Brexit: ce qui attend le Royaume-Uni après un premier vote contre un "no deal" avec l'UE

Entrée de la chambre des Lords. - AFP PHOTO / JESSICA TAYLOR /UK PARLIAMENT
A tout seigneur, tout honneur. C'est à présent au tour des Lords britanniques d'entrer dans la danse infernale que sont devenues les tractations politiques autour du Brexit. Mercredi soir, la chambre des Communes a infligé à Boris Johnson deux défaites, plus prévisibles que le désaveu de la veille lors duquel le gouvernement avait perdu le contrôle de l'ordre du jour.
Les anti-"no deal" doivent encore convaincre l'Europe
Les députés ont rejeté le projet du Premier ministre de convoquer des élections générales anticipées pour se tirer enfin de l'ornière. L'ensemble de l'opposition, grossie des "rebelles tories", les conservateurs qui ont fait défection, a également voté par 327 voix contre 299 une motion repoussant du 31 octobre au 31 janvier la date butoir du Brexit sauf si un accord était trouvé avec l'UE d'ici aux derniers jours d'octobre.
Quoi qu'il arrive, il faudra déjà convaincre les 27 autres Etats-membres d'accepter un tel report. A en juger par la réaction française, il n'est pas dit que l'idée d'un nouveau délai suscite leur enthousiasme. Sur Radio Classique ce jeudi, Amélie de Montchalin, secrétaire d'Etat aux Affaires européennes, a posé que ça ne "changerait rien au problème", ajoutant: "Il faut que les Britanniques sachent nous dire ce qu'ils veulent".
Les Lords ont promis d'examiner le texte dans les temps
Sur la scène intérieure non plus, le texte anti-No Deal n'est pas encore gravé dans le marbre. Pour ce faire, il a besoin d'être adopté également par l'autre chambre de Westminster, la basse, celle des Lords, où les détracteurs de la ligne portée par Boris Johnson ont là aussi remporté un premier succès.
Certains d'entre eux craignaient que les aristocrates jouent la montre et délayent leurs discussions sans approuver définitivement le texte avant la suspension des travaux parlementaires, qui doit débuter la semaine prochaine et prendre fin au 14 octobre. Mais les Lords ont d'ores et déjà signifié qu'ils rendront leur décision dans les temps, à l'issue d'un débat qui les a mobilisés jusqu'à 1h30 ce jeudi matin, relaté ici par le Guardian.
Lord Thomas Henry Ashton baron de Hyden, le whip en chef conservateur (la personne en charge de la discipline de parti au sein du Parlement) a déclaré que l'examen du texte serait mené ce jeudi et achevé d'ici vendredi 17 heures. Il reviendra alors à la chambre des Communes pour une ultime lecture. Celle-ci devrait avoir lieu lundi et la motion définitive présentée dans la foulée à la "Sanction royale", qui la transformera stricto sensu en loi.

▸ ENREGISTREMENTS FOURNIS:
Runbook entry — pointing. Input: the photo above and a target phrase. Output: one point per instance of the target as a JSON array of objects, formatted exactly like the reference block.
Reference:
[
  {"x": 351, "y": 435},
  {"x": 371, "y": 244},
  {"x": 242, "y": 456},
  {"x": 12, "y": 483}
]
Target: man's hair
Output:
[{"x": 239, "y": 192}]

▸ OBJECTIF A:
Reformulez plus brièvement le paragraphe du texte qui commence par « Les députés ont rejeté le projet du Premier ministre », en conservant ses faits essentiels.
▸ OBJECTIF B:
Recopiez à l'identique, ligne par ligne, l'intégralité des enregistrements.

▸ RÉPONSE A:
Les députés ont refusé que le Premier ministre convoque des élections générales anticipées. Par 327 voix contre 299, l'opposition, renforcée par les conservateurs rebelles, a aussi voté une motion qui repousse la date butoir du Brexit du 31 octobre au 31 janvier, sauf si un accord est trouvé avec l'UE avant la fin octobre.

▸ RÉPONSE B:
Runbook entry — pointing. Input: the photo above and a target phrase. Output: one point per instance of the target as a JSON array of objects, formatted exactly like the reference block.
Reference:
[
  {"x": 351, "y": 435},
  {"x": 371, "y": 244},
  {"x": 242, "y": 456},
  {"x": 12, "y": 483}
]
Target: man's hair
Output:
[{"x": 239, "y": 192}]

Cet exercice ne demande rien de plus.